___ Selected extract

Skip to main content

SandboxEnv

Environment for executing commands in isolated Docker containers using Prime Sandboxes.

Overview

SandboxEnv provides isolated container execution with:
  • Container isolation: Each rollout gets its own Docker container
  • Resource control: Configurable CPU, memory, disk, and GPU allocation
  • Persistent containers: Containers persist across multiple commands within a rollout
  • Automatic cleanup: Containers are destroyed after rollout completion
  • Retry logic: Built-in exponential backoff for transient failures

Inheritance

Environment
└── MultiTurnEnv
    └── ToolEnv
        └── StatefulToolEnv
            └── SandboxEnv
                └── PythonEnv

Constructor

SandboxEnv(
    sandbox_name: str = "sandbox-env",
    docker_image: str = "python:3.11-slim",
    start_command: str = "tail -f /dev/null",
    cpu_cores: int = 1,
    memory_gb: int = 2,
    disk_size_gb: int = 5,
    gpu_count: int = 0,
    timeout_minutes: int = 60,
    timeout_per_command_seconds: int = 30,
    environment_vars: dict[str, str] | None = None,
    team_id: str | None = None,
    advanced_configs: AdvancedConfigs | None = None,
    labels: list[str] | None = None,
    max_retries: int = 5,
    base_delay: float = 0.5,
    backoff_factor: float = 2.0,
    max_backoff_seconds: float = 30.0,
    jitter: float = 1e-3,
    stop_errors: list[type[Exception]] | None = None,
    sandbox_client_max_workers: int = 50,
    sandbox_client_max_connections: int = 100,
    sandbox_client_max_keepalive_connections: int = 50,
    **kwargs
)

Parameters

sandbox_name
str
default:"sandbox-env"
Name prefix for created sandboxes.
docker_image
str
default:"python:3.11-slim"
Docker image to use for the sandbox container.
start_command
str
default:"tail -f /dev/null"
Command to run when the container starts. Use tail -f /dev/null to keep container alive for interactive commands.
cpu_cores
int
default:"1"
Number of CPU cores to allocate.
memory_gb
int
default:"2"
Memory allocation in GB.
disk_size_gb
int
default:"5"
Disk space allocation in GB.
gpu_count
int
default:"0"
Number of GPUs to allocate.
timeout_minutes
int
default:"60"
Maximum lifetime of the sandbox container in minutes.
timeout_per_command_seconds
int
default:"30"
Timeout for individual command executions.
environment_vars
dict[str, str] | None
Environment variables to set in the container.

______
___ Records supplied

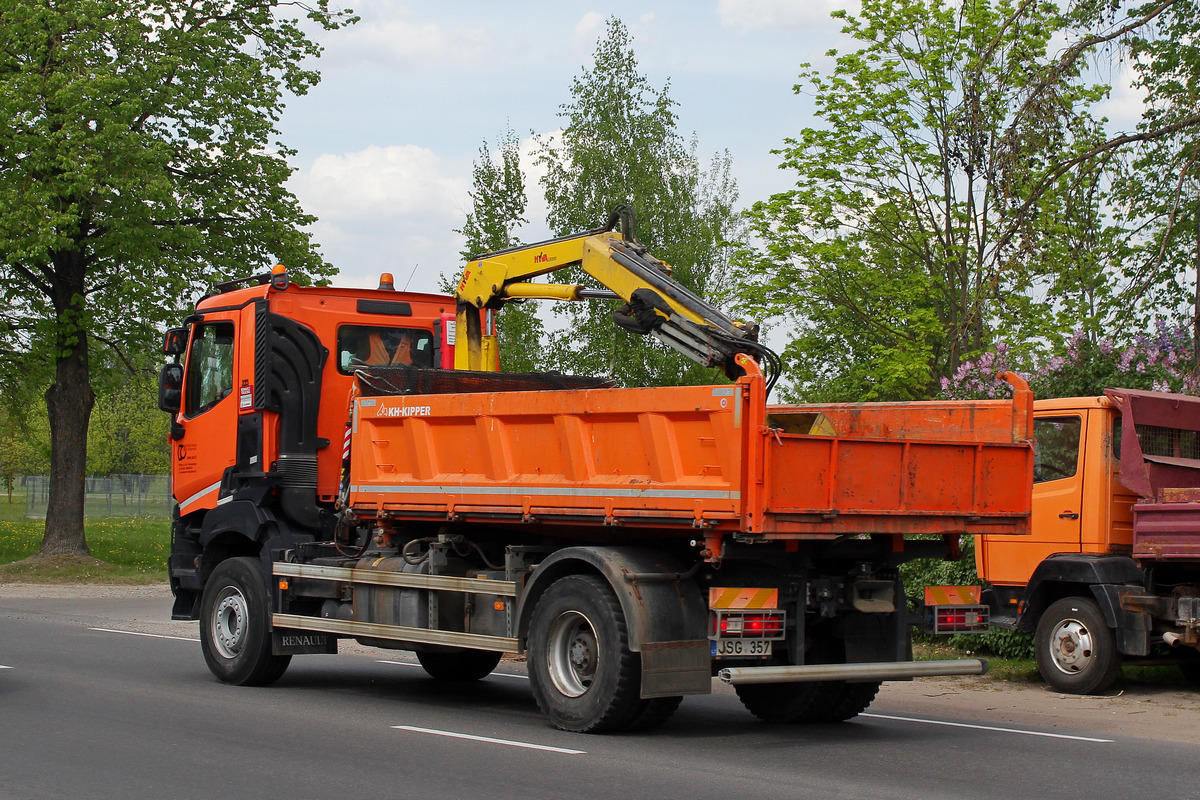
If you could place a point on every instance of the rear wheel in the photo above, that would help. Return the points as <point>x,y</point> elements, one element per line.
<point>1075,649</point>
<point>459,666</point>
<point>235,625</point>
<point>583,674</point>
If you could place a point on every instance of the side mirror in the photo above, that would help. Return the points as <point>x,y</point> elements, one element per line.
<point>175,342</point>
<point>171,383</point>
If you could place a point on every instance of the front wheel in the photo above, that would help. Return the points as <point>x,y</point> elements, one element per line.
<point>583,674</point>
<point>1075,649</point>
<point>235,625</point>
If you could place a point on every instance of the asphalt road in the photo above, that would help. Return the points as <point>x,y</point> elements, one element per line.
<point>105,697</point>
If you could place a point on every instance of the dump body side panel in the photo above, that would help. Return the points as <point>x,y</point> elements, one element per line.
<point>671,456</point>
<point>690,456</point>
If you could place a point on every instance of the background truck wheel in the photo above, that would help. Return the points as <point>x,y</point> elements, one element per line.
<point>460,666</point>
<point>853,699</point>
<point>235,625</point>
<point>583,675</point>
<point>791,702</point>
<point>832,701</point>
<point>654,713</point>
<point>1075,649</point>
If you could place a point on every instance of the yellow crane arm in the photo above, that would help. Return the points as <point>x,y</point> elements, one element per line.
<point>655,304</point>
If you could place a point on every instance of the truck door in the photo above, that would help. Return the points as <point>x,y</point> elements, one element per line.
<point>1057,504</point>
<point>209,416</point>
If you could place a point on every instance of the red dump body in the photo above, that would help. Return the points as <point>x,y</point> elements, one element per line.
<point>695,457</point>
<point>1161,463</point>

______

_Task goal_
Please continue the SandboxEnv documentation from where it stops.

_Exercise result_
team_id
str | None
Prime Sandboxes team identifier.
advanced_configs
AdvancedConfigs | None
Advanced sandbox configuration options from prime-sandboxes.
labels
list[str] | None
Labels to attach to the sandbox for organization.
max_retries
int
default:"5"
Maximum number of retry attempts for sandbox operations.
base_delay
float
default:"0.5"
Initial delay in seconds for exponential backoff.
backoff_factor
float
default:"2.0"
Multiplier for exponential backoff delays.
max_backoff_seconds
float
default:"30.0"
Maximum delay between retries.
jitter
float
default:"1e-3"
Random jitter added to retry delays to prevent thundering herd.
stop_errors
list[type[Exception]] | None
default:"[vf.SandboxError]"
Exception types that should stop the rollout immediately.
sandbox_client_max_workers
int
default:"50"
Maximum number of worker threads for sandbox client.
sandbox_client_max_connections
int
default:"100"
Maximum number of HTTP connections.
sandbox_client_max_keepalive_connections
int
default:"50"
Maximum number of keepalive HTTP connections.
All other parameters are inherited from StatefulToolEnv.

Tools

bash

async def bash(
    command: str,
    working_dir: str | None = None
) -> str
Execute a bash command in the sandbox container.
command
str
Bash command to execute.
working_dir
str | None
Working directory for command execution. Defaults to container’s default directory.
Returns: str - Combined stdout and stderr output. Output format:
  • stdout content
  • stderr content prefixed with “stderr:” (if any)
  • (no output) if command produced no output
  • Error: Command timed out after Ns on timeout
The sandbox_id and sandbox_state parameters are hidden from the model and injected automatically via update_tool_args().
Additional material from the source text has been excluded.